Politixs of Envy
The Capuchin monkey experiment showing an individual content with cucumber until an associate receives grape, shows that a sense of justice is deeply embedded in social animals. Or at least that resentment at getting less than another crosses the species barrier. But that plays out in human affairs in ways that go beyond mere envy.
In the late 1980s there was considerable interest in modelling social structures. the source of altruism in social animals was a matter of debate. Geneticists had reduced it to a matter of genetic similarity. Bees and Ants were the ultimate cooperative species because they were all ‘sisters’.
By this measure you will help a sibling 8x as much as a second cousin. (YMMV)the game model for trading interactions, became the test model for altruism. Programs and books, were written to construct moral choice theory.
The Golden Rule, or tit-for-tat became established as the basis (with minor modifications) for an evolutionary stable strategy that resulted in social status group benefit. It all played into the ongoing(?) dispute about whether genetic selection operates only on the individual level, or if there is any role for group selection in evolutionary theory.

GIVEN INFORMATION –

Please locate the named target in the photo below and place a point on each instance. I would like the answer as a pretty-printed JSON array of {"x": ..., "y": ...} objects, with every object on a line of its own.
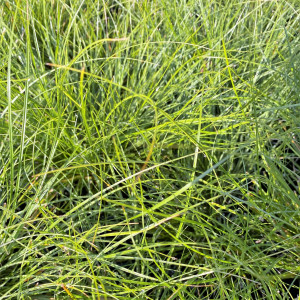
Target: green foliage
[{"x": 149, "y": 149}]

EXERCISE REQUIREMENTS –
A: Name each kind of non-human animal that the text on the politics of envy mentions specifically.
B: Carry on the essay on the politics of envy from its final sentence.

ANSWERS PER TASK –
A: Capuchin monkeys, bees, ants

B:
The implications of this in the human social science was not lost on those economists working on how markets were shaped by individual choices. It would seem rational to maximise individual gain, even at the expense of group loss, as the ‘Tragedy of the Commons’ effect had shown. But the theoretical modelling of group dynamics, and observations of cooperative and altruistic behaviour among humans and then apes showed there was an inbuilt resentment at inequality in social groups. For the pragmatic reason that it is a more successful long-term strategy than individual maximisation. Mutual cooperation is more effective than competitive individualism.
However the resentment felt towards inequality is a politically inconvenient truth for any political or economic group that wants to perpetuate, or increase, inequality.
For those trying to defend current levels on inequality, or return to the Gilded age of pre-1900 levels of distribution, the inevitable resentment needs to be re-framed as a negative, not beneficial, motivation.
In the UK, and in Europe this drive for ‘fairness’ is called the Politics of Envy. Most often used as an accusation against left-wing liberal or progressive parties who highlight the inequality of wealth. It is often pointed out that if the wealth of the one percent was equitably redistributed then the group benefit would be small. this misses the point that it is not the current inequality that poses the problem but the ongoing perpetuation of it as a systemic feature of an economy, not a fault.
The politics of envy in this context is the resentment of inequality by those with less against those with more. It is “punching up” by those less well off towards those with more wealth and income.
However I think it is possible to discern a variant of this in the US political arena where is a politics of envy that punches down rather than up. It is not exclusive, or confined to the US of course.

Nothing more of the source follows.